Work instruction – Take every line from the data that has the word "clicks" in it.

Exercise materials –

──────────

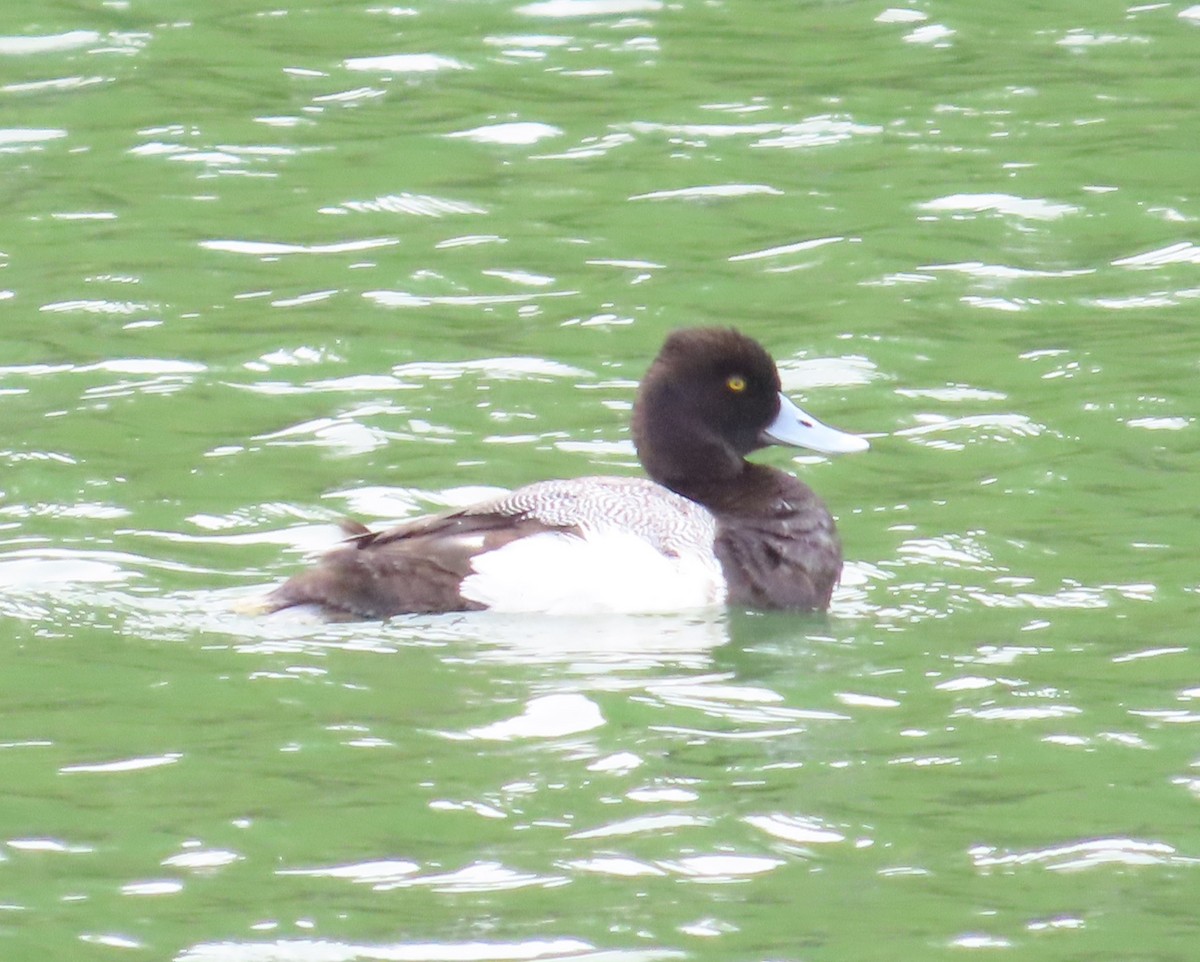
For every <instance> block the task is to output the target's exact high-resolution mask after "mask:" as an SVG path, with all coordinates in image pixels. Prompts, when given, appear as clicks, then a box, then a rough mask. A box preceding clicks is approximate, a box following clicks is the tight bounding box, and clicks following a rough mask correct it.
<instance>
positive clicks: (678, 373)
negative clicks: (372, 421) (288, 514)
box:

──────────

Written answer –
For every <instance> block the task is to output the target's exact high-resolution mask after "mask:" as an SVG path, with all coordinates in image pixels. Prompts, when given, appear as clicks, then a box, then a rough mask. A box preceding clicks is approximate, a box following clicks is the tight bounding box, and clicks following a rough mask correct it.
positive clicks: (678, 373)
negative clicks: (372, 421) (288, 514)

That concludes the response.